### [TASK DESCRIPTION]
Look below for the line that has "Target: left red". Set down the lines from there through the line that has "the silver car", exactly as written.
[Start of Attachment]
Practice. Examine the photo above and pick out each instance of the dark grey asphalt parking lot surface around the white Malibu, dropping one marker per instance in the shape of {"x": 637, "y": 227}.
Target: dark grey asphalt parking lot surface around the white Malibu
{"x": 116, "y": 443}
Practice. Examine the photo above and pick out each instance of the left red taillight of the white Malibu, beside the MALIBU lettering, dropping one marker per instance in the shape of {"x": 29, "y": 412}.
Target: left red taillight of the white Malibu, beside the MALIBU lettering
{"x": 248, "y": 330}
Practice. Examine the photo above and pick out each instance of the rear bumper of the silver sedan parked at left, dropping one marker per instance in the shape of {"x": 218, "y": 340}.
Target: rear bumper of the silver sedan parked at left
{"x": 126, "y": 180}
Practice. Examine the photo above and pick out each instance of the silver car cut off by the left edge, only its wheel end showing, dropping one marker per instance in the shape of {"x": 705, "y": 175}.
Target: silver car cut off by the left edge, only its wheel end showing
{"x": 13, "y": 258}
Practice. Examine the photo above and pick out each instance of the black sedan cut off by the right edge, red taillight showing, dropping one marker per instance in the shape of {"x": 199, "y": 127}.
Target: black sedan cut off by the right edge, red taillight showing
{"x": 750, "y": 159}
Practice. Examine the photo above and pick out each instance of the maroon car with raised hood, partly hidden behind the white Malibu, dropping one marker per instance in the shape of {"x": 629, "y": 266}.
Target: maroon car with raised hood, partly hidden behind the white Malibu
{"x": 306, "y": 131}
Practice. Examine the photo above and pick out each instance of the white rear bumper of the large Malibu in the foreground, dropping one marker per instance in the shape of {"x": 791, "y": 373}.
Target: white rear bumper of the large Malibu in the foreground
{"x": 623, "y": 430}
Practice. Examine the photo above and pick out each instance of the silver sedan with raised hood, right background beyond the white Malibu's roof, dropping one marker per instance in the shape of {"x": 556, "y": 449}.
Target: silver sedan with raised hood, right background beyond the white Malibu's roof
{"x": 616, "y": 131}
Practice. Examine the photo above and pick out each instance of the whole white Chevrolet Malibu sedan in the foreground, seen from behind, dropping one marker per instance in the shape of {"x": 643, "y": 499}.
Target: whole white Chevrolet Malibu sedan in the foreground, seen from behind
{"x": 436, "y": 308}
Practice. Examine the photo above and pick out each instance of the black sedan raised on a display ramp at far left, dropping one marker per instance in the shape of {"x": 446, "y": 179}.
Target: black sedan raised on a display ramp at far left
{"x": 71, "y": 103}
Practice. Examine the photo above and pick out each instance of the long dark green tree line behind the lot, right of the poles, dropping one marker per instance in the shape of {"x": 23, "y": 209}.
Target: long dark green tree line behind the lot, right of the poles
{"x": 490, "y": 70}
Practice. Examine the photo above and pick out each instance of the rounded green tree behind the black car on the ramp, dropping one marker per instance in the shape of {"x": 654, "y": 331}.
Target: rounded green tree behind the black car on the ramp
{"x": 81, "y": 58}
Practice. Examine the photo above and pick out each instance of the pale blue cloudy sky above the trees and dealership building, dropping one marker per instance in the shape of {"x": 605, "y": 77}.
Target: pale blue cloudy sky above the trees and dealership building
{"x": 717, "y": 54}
[End of Attachment]
[Start of Attachment]
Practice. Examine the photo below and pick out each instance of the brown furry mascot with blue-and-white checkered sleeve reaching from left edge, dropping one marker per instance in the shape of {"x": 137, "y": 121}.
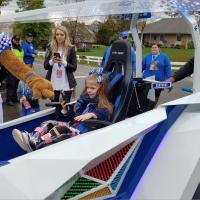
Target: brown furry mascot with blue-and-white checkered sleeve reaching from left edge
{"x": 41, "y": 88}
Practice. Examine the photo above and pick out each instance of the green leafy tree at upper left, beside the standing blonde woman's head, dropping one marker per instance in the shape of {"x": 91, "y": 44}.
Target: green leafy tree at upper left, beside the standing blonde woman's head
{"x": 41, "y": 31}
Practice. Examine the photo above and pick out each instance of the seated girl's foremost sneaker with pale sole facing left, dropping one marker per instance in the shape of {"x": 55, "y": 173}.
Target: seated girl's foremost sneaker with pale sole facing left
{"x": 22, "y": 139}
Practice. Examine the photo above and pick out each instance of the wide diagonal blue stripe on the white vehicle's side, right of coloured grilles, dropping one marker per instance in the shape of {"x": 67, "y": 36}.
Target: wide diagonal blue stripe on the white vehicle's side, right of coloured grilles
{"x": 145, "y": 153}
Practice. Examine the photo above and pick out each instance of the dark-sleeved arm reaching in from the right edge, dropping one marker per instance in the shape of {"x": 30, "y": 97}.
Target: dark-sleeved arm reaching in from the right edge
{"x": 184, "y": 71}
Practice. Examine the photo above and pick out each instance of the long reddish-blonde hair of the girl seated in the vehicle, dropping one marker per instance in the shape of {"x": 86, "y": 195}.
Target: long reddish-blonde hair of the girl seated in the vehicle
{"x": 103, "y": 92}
[End of Attachment]
### [EXPECTED ANSWER]
Target: left red taillight of the white Malibu, beside the MALIBU lettering
{"x": 248, "y": 330}
Practice. Examine the photo above and pick out each instance of the rear bumper of the silver sedan parked at left, dropping one marker per instance in the shape of {"x": 218, "y": 340}.
Target: rear bumper of the silver sedan parked at left
{"x": 126, "y": 180}
Practice. Examine the photo above and pick out each instance of the silver car cut off by the left edge, only its wheel end showing, dropping one marker per instance in the shape of {"x": 705, "y": 175}.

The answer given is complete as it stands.